#### Listed records:
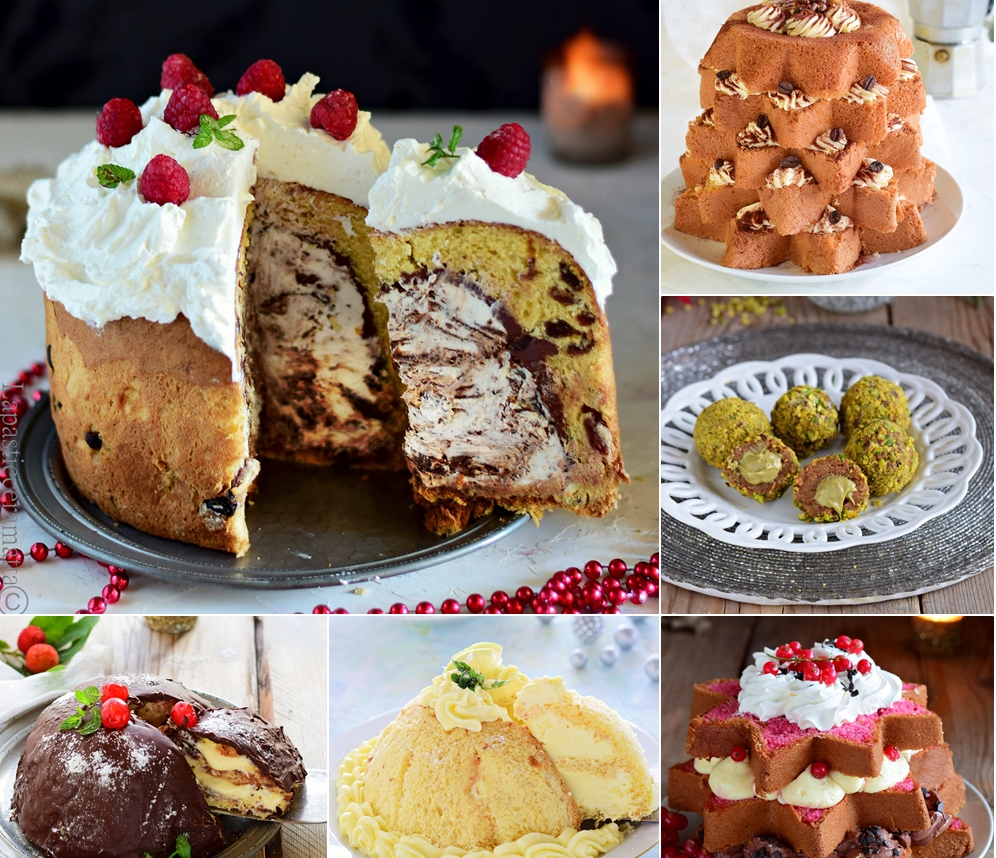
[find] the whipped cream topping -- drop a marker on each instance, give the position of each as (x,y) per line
(106,254)
(805,18)
(729,83)
(757,136)
(813,705)
(754,218)
(290,150)
(410,195)
(830,142)
(468,708)
(865,92)
(873,175)
(720,174)
(830,222)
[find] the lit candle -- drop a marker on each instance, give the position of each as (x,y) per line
(937,634)
(587,100)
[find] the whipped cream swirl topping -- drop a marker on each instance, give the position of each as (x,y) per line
(469,707)
(811,19)
(754,218)
(907,69)
(757,135)
(720,174)
(873,175)
(411,195)
(290,150)
(830,142)
(730,83)
(831,221)
(788,97)
(791,174)
(865,91)
(813,704)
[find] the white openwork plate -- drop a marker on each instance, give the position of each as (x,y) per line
(695,493)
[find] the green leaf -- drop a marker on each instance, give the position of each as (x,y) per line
(182,846)
(112,175)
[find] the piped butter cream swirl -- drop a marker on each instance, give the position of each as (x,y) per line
(813,705)
(366,831)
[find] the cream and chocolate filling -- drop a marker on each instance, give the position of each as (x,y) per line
(475,390)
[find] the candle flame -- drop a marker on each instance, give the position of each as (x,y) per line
(594,72)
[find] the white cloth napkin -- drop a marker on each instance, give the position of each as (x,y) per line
(20,693)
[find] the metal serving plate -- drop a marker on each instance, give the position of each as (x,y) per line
(308,526)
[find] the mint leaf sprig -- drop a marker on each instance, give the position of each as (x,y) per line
(214,130)
(467,677)
(437,150)
(86,719)
(112,175)
(182,848)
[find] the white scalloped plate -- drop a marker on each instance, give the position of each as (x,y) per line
(696,494)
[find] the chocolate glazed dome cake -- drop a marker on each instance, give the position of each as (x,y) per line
(495,288)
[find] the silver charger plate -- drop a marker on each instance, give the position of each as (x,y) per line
(940,553)
(308,526)
(242,836)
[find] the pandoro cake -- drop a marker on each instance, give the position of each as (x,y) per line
(818,752)
(489,761)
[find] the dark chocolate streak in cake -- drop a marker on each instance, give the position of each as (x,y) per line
(265,744)
(116,793)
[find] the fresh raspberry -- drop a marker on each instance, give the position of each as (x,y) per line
(118,121)
(114,713)
(180,69)
(506,151)
(336,113)
(263,76)
(185,107)
(183,714)
(41,657)
(164,181)
(29,637)
(113,689)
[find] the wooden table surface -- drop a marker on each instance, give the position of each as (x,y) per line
(273,664)
(954,318)
(959,689)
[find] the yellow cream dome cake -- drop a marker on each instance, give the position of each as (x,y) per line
(483,761)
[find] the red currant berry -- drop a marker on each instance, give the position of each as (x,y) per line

#### Written request:
Output every line of the entries above as a JSON list of strings, one string per line, skipping blank lines and omitting the pictures.

#### Completed task:
[
  "[find] the whipped cream topping -- drop a marker on each instance, give the position of each as (x,y) per line",
  "(106,254)",
  "(805,18)",
  "(729,83)",
  "(757,136)",
  "(813,705)",
  "(754,218)",
  "(290,150)",
  "(410,195)",
  "(830,142)",
  "(468,708)",
  "(865,92)",
  "(873,175)",
  "(720,174)",
  "(830,222)",
  "[find] the lit candle -- drop a marker on each instance, give the position of each as (x,y) per line",
  "(937,634)",
  "(587,100)",
  "[find] the whipped cream swirl topping -- drop a marker on each instance, give the position of each as (x,y) per line",
  "(469,707)",
  "(811,19)",
  "(754,218)",
  "(907,69)",
  "(757,135)",
  "(720,174)",
  "(873,175)",
  "(411,195)",
  "(290,150)",
  "(830,142)",
  "(730,83)",
  "(831,221)",
  "(788,97)",
  "(791,174)",
  "(865,91)",
  "(813,704)",
  "[find] the white openwork plate -- drop a marker on each instance, give the position of each as (x,y) per line",
  "(695,493)",
  "[find] the green leaf -- drop a marker on each instance, give the position of each as (x,y) per line",
  "(182,846)",
  "(112,175)",
  "[find] the piped butter cream swirl -- drop a marker on each instance, give the position of each as (x,y) per line",
  "(813,705)",
  "(366,831)",
  "[find] the cream and chocolate filling -- drop a marker on each instance, give the position of each as (x,y) per line",
  "(475,390)",
  "[find] the candle flame -- drop a marker on each instance, give the position of each as (x,y) per line",
  "(594,72)",
  "[find] the white cloth napkin -- drop a marker on each instance, give the position of each as (x,y) per line",
  "(20,693)",
  "[find] the metal serving plate -- drop a marker on each instance, give the position of each as (x,y) per line",
  "(308,526)",
  "[find] the mint leaf sprig -- drop a marker on each instance, give the position of each as (x,y) per line",
  "(214,130)",
  "(467,677)",
  "(437,150)",
  "(86,719)",
  "(112,175)",
  "(182,848)",
  "[find] the white scalloped plate -- drop a marker on each instance, give the position of each as (x,y) per line",
  "(696,494)",
  "[find] the chocolate glazed dome cake -- drop a marker on each instance, give the position of each as (x,y) per line",
  "(495,288)",
  "[find] the silver charger plate -- drop a marker on each instance, give the position of each as (x,y) per line",
  "(940,553)",
  "(308,526)",
  "(242,836)",
  "[find] the pandoro cake -- drop a marker on each instance, give the position of each as (x,y) per line",
  "(818,752)",
  "(489,761)",
  "[find] the dark chocolate streak in cake -- drop a marker on each instance, give the position of each as (x,y) per line",
  "(265,744)",
  "(116,793)",
  "[find] the fresh raspberry -- drop a marker on each instance, give the position of each as (x,y) per line",
  "(118,121)",
  "(114,713)",
  "(180,69)",
  "(506,151)",
  "(336,113)",
  "(263,76)",
  "(185,107)",
  "(183,714)",
  "(41,657)",
  "(164,181)",
  "(29,637)",
  "(113,689)",
  "[find] the wooden table surface -- drop a marker on each instance, give the position of each as (x,y) per line",
  "(273,664)",
  "(954,318)",
  "(959,689)",
  "[find] the yellow cream dome cake -- drop a marker on each instance, give the position of each as (x,y) per line",
  "(483,761)",
  "[find] the red currant berry -- drop a marker on each instance, give the position of each as (x,y) per line"
]